Dataset entries =>
• • •

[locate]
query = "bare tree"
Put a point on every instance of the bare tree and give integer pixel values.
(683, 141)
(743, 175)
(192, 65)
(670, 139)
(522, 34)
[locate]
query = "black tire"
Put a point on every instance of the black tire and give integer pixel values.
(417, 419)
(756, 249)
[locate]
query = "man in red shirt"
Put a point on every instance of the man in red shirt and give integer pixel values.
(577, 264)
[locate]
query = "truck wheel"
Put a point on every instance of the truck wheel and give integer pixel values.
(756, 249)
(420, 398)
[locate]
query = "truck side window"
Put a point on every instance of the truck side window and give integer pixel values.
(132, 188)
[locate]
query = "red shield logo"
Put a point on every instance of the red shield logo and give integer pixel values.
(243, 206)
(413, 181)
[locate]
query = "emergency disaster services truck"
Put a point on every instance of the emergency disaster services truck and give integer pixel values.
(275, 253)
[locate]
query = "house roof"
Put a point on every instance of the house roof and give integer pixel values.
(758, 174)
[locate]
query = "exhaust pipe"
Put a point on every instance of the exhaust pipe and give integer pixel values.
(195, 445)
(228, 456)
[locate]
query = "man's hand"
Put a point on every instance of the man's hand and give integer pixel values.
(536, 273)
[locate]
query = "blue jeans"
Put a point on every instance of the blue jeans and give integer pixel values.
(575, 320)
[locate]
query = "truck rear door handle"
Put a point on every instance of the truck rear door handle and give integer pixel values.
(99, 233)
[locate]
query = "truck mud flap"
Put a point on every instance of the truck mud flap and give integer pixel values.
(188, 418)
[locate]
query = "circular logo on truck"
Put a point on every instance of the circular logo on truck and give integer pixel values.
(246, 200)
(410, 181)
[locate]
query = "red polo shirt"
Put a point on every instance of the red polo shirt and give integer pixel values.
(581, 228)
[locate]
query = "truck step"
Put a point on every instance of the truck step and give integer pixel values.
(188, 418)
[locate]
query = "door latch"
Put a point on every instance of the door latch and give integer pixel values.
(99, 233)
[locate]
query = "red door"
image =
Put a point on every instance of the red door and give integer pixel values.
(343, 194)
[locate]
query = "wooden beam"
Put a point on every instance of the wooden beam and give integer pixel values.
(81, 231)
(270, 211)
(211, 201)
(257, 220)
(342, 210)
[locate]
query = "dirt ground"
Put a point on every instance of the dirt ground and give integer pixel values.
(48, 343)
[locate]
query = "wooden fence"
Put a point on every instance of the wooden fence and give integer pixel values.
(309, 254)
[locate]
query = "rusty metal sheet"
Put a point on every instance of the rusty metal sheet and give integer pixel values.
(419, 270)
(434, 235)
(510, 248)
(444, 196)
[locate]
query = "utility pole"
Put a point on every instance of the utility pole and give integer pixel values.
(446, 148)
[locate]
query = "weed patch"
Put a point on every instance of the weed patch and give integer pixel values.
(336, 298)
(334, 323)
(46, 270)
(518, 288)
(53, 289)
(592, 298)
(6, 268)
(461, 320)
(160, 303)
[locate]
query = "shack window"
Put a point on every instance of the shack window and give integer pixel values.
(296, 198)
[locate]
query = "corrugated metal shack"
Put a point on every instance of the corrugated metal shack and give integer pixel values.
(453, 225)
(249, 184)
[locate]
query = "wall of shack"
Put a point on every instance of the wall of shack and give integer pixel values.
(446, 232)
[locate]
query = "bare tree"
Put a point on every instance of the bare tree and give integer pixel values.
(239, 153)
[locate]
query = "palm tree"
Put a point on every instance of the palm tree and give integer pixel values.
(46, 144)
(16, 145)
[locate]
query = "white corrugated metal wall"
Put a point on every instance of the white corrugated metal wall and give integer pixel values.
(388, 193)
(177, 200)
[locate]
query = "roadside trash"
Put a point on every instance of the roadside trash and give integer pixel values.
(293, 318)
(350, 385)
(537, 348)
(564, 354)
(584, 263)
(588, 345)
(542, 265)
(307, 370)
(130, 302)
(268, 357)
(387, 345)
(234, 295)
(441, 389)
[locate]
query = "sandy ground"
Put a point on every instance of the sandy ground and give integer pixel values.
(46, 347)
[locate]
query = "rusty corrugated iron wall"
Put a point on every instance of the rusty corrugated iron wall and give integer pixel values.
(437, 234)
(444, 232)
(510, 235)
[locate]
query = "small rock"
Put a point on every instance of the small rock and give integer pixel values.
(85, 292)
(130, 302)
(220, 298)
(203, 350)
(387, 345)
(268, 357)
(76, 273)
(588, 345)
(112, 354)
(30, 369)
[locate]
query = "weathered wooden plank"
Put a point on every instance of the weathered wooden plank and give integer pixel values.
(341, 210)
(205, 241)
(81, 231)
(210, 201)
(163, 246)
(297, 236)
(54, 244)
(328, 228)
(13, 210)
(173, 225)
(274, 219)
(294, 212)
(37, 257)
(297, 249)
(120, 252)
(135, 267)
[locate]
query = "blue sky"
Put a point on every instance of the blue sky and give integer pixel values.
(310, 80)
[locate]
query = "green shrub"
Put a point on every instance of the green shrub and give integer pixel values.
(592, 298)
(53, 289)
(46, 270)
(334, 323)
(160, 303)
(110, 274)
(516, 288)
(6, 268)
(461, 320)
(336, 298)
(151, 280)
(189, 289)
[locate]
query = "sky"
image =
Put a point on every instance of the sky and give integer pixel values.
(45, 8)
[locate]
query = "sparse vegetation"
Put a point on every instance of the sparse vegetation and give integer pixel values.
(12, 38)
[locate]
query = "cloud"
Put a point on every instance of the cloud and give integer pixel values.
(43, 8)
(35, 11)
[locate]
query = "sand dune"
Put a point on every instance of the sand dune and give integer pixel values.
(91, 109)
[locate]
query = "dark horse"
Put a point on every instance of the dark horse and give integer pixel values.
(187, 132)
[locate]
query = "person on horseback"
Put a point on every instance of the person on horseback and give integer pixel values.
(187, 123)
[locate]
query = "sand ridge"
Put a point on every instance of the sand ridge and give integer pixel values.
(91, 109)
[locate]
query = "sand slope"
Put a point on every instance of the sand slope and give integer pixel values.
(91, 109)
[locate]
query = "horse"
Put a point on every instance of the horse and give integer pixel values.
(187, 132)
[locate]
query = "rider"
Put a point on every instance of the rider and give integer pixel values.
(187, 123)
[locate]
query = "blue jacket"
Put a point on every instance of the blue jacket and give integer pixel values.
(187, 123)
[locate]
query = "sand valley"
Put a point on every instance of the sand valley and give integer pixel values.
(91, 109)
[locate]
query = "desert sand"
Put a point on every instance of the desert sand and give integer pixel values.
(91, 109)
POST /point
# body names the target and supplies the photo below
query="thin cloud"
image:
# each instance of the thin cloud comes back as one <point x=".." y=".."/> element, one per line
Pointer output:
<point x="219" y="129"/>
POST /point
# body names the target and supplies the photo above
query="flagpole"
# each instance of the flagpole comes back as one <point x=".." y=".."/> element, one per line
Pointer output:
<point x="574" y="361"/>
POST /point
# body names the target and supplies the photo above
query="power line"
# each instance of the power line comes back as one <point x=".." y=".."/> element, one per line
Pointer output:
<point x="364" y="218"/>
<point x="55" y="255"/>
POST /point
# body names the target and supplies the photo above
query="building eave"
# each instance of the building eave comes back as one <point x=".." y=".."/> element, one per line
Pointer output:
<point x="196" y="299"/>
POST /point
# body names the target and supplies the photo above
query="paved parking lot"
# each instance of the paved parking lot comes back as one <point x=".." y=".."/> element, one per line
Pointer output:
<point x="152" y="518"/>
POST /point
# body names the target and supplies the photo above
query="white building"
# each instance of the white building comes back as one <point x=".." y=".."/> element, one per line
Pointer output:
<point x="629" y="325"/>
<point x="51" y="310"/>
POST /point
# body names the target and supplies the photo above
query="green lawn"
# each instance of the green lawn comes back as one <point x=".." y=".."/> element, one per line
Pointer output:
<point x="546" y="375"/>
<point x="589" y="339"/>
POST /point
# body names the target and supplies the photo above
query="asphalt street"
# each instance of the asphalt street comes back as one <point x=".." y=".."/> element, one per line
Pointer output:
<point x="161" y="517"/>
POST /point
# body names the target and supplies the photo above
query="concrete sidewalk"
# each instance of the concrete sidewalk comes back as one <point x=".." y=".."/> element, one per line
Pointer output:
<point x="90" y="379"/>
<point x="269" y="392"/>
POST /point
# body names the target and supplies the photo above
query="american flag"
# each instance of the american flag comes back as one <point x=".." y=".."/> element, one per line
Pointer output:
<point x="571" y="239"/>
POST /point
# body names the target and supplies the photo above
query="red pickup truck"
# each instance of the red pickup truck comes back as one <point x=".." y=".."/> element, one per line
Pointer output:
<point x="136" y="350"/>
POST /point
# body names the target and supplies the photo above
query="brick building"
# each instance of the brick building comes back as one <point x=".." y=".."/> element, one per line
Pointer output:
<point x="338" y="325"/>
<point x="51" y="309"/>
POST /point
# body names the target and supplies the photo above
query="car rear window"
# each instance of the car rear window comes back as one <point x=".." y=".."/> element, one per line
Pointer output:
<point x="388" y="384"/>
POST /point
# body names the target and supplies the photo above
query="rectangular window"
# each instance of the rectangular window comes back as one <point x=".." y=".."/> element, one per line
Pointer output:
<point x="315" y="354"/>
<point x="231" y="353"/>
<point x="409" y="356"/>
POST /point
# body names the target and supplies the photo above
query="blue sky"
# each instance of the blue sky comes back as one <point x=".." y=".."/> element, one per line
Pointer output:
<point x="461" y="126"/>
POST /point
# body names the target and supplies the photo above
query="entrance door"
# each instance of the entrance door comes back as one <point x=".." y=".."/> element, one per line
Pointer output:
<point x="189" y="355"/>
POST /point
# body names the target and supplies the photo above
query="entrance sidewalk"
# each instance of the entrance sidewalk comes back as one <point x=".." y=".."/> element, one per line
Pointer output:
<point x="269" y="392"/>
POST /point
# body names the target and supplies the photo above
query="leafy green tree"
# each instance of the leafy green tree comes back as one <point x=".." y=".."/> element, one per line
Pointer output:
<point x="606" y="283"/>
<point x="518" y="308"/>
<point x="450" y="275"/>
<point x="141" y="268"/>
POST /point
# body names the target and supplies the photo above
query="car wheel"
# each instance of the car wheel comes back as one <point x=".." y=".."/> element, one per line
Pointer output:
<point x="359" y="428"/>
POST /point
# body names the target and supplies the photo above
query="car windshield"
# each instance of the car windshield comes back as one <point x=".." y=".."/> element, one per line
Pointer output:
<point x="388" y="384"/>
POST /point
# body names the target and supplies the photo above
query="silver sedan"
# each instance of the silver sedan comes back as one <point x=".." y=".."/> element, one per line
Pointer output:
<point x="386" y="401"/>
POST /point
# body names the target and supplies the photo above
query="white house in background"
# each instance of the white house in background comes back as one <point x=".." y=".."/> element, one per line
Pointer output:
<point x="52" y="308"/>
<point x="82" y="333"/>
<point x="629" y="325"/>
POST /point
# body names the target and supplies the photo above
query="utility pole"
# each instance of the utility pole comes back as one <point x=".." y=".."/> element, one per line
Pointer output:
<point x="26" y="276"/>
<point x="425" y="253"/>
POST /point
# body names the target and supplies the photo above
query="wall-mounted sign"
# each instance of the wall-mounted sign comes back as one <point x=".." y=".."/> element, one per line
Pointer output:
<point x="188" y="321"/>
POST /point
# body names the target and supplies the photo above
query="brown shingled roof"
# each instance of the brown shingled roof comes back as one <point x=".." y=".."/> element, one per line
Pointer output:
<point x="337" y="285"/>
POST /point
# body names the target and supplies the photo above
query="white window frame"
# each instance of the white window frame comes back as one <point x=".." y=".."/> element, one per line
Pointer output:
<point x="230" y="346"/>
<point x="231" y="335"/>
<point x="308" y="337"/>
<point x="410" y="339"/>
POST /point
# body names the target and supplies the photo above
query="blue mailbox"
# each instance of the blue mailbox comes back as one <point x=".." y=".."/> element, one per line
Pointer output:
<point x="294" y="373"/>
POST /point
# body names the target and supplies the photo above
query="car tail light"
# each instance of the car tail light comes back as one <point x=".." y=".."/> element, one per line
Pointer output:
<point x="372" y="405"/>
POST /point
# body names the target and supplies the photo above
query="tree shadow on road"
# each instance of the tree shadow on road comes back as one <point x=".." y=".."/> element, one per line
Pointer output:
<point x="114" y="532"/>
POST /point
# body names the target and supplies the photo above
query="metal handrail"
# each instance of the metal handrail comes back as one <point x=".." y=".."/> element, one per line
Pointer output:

• • •

Task =>
Return every line of the data above that contains the word "services".

Response below =>
query = "emergency disaster services truck"
Put a point on every instance of the emergency disaster services truck and give integer pixel values.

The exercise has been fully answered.